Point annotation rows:
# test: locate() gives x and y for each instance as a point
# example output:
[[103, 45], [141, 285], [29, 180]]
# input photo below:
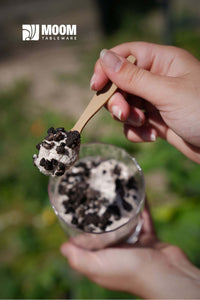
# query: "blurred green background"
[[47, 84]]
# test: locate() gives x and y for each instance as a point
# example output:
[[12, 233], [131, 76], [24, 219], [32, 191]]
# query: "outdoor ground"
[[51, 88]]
==
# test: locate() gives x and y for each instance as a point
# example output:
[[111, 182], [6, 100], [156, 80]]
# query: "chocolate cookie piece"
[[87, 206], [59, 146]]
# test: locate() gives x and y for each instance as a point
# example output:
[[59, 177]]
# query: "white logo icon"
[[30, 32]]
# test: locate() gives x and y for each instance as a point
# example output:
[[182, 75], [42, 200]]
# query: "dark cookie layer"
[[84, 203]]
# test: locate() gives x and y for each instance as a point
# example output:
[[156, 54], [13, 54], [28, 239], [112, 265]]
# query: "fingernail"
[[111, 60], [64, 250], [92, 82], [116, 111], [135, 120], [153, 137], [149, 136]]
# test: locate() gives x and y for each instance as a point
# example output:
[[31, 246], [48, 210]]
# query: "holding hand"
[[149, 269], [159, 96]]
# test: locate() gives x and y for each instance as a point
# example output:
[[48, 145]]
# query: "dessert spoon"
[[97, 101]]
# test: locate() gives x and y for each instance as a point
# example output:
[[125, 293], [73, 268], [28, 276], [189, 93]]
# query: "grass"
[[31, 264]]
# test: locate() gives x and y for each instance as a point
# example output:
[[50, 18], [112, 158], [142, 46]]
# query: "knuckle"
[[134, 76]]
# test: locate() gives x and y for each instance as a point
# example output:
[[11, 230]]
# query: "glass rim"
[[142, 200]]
...
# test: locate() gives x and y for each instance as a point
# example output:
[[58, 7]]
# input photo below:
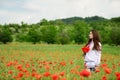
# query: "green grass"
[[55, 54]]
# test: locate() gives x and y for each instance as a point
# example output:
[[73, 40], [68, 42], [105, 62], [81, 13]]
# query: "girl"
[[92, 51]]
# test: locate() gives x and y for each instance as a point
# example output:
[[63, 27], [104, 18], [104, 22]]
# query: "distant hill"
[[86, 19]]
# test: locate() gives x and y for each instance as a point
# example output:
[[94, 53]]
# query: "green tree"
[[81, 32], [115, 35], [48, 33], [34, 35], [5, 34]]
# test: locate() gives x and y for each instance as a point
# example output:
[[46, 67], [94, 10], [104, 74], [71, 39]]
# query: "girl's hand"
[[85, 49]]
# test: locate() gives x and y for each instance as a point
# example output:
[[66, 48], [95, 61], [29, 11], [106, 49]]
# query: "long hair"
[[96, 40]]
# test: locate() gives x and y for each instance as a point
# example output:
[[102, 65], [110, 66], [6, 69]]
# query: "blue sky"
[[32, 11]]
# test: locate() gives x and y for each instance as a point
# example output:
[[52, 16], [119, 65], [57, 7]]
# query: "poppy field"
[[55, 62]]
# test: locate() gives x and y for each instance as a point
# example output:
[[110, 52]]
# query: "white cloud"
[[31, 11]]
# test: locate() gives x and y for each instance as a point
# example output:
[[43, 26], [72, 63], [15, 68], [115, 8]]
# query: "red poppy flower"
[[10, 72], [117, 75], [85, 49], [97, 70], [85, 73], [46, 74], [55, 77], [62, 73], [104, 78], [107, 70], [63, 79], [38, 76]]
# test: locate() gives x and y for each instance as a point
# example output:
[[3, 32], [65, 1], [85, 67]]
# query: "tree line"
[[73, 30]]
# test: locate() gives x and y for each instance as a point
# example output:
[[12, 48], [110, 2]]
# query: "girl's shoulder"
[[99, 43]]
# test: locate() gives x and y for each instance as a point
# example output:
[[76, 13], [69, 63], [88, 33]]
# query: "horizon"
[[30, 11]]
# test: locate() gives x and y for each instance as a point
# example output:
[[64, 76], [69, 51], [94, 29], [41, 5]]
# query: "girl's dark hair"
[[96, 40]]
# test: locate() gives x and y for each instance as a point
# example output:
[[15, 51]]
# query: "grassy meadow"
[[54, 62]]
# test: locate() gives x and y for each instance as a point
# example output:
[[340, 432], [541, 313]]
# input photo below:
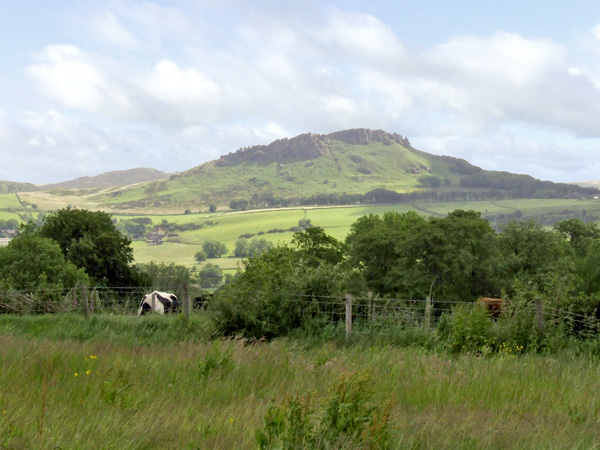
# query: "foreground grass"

- REQUIREMENT -
Matching case exactly, how many lines in the rows above contain the word "white"? Reply with only the number.

- EXERCISE SOLUTION -
2